課題:
次の(a)〜(c)がこの後に示すエクセル・エナジー決算の抜粋文と合っているか、それぞれ「はい」か「いいえ」で答え、判断の決め手となる本文の語句をそのまま引用せよ。(a) 売上は前年同期並みの3,644百万ドルだった。(b) 通期予想1株利益は前回予想から引き上げられた。(c) 約179件の請求のうち86件について最終的な和解に至っている。

抜粋文:
現地時間の10月30日に電力と天然ガスのサービスを提供するエクセル エナジー(XEL)が2024年第3四半期決算を発表しました。
エクセル・エナジー (Xcel Energy, Inc.) は、電力と天然ガスのサービス会社。 米国で、発電、送電、配電のほか、天然ガスの供給などのさまざまなエネルギー関連サービスを提供する。
コロラド、ミシガン、ミネソタ、ニューメキシコ、ノースダコタ、サウスダ コタ、テキサス、ウィスコンシン州の顧客向けに事業を展開。
(ブルームバーグより)
概要は以下のとおり。
売上は前年同期並みの3,644百万ドル。
そして1株利益は減価償却費、支払利息、営業費用およびメンテナンス費用は増加したものの主にインフラ投資の回収増により、前年同期の1.19ドルに対し1.21ドルと1.7%の増益、また特殊要因を除く1株利益(継続的利益)は前年同期の1.23ドルに対し1.25ドルと1.6%の増益となっています。
次にアナリスト予想との比較は以下のとおりとなっており、売上、調整後1株利益ともに予想を下回っています。
最後に注目の通期予想1株利益は前回予想の3.50ドル~3.60ドル、前期実績に対し4.5%~7.5%増の予想を据え置いています。
以上、増益は確保したものの市場予想を下回ったこの銘柄ですが、懸念事項と言えば、今年2月に発生した同社が関与したテキサス・パンハンドル地域の大規模な山火事(スモークハウス・クリーク火災)。
その最新の状況ですが、決算資料において、
・スモークハウス・クリーク火災複合施設に関連する損害について、損害賠償請求手続きを通じて約179件の請求を受け、そのうち86件について最終的な和解に至っている。
・スモークハウス・クリーク火災に関連して損失が発生する可能性が高いと判断し、2024年9月30日現在のその他の流動負債に2億1500万ドルの損失見積額を計上している。尚、この金額は当社が合理的に見積もることができる損失範囲の下限に相当し、今後追加情報に基づいて変更される可能性がある。
・当社は、潜在的な賠償責任額に影響を及ぼす可能性のある未知の事実や法的考慮事項が多数存在するため、追加的な損失額やその上限額を合理的に見積もることができず、損害賠償の金額は保険金約5億ドルを超える可能性がある。
との記載がありました。
第2四半期決算発表時点の情報に対し請求件数と和解件数は増加していますが、損失見積額、保険金金額に変更はないものの、保険金金額を超える可能性があることは十分頭に入れておく必要があるでしょう。

データ:
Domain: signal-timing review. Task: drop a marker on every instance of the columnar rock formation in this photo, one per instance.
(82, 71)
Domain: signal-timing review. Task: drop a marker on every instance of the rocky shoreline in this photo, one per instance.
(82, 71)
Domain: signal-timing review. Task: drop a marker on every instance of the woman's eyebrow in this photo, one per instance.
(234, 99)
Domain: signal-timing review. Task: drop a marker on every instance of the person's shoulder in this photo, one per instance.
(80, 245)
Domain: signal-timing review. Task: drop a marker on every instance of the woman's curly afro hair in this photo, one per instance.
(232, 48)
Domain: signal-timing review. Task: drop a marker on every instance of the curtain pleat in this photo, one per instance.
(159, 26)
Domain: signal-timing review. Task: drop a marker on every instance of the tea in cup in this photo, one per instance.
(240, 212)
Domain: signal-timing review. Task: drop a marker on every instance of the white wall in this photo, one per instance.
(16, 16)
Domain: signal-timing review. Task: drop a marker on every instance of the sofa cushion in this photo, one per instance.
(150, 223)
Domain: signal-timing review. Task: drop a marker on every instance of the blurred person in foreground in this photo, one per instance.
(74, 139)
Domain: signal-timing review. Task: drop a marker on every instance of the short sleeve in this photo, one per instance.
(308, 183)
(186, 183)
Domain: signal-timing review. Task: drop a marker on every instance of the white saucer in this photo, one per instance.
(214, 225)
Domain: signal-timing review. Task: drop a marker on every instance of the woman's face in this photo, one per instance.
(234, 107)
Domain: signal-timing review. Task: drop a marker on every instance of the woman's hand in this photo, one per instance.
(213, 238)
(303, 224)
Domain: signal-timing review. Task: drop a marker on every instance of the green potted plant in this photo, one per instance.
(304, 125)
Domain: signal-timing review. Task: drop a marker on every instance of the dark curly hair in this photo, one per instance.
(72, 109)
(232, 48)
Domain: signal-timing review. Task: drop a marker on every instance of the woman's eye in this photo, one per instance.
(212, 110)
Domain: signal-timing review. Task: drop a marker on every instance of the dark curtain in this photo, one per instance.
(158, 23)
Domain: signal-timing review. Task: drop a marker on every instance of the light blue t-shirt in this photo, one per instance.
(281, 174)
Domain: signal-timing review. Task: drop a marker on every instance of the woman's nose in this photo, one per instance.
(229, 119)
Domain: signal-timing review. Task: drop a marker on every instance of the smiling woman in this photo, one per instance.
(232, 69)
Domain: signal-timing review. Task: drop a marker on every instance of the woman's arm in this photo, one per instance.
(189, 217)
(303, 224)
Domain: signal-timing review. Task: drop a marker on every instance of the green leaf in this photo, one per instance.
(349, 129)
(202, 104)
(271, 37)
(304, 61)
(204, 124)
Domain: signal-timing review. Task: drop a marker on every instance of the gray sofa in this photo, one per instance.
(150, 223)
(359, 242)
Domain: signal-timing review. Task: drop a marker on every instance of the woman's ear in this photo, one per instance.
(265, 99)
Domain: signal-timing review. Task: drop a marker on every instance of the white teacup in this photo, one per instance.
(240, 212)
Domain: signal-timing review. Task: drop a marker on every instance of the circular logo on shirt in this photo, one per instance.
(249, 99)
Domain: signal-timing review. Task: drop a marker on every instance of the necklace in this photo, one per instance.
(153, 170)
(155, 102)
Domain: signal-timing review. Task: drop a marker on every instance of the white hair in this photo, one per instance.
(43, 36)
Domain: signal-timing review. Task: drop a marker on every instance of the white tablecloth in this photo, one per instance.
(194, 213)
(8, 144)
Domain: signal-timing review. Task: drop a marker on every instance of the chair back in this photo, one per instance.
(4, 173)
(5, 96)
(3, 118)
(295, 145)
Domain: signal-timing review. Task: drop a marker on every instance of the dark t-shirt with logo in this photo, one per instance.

解答:
(a) はい。「売上は前年同期並みの3,644百万ドル。」
(b) いいえ。「前回予想の3.50ドル~3.60ドル、前期実績に対し4.5%~7.5%増の予想を据え置いています。」
(c) はい。「約179件の請求を受け、そのうち86件について最終的な和解に至っている。」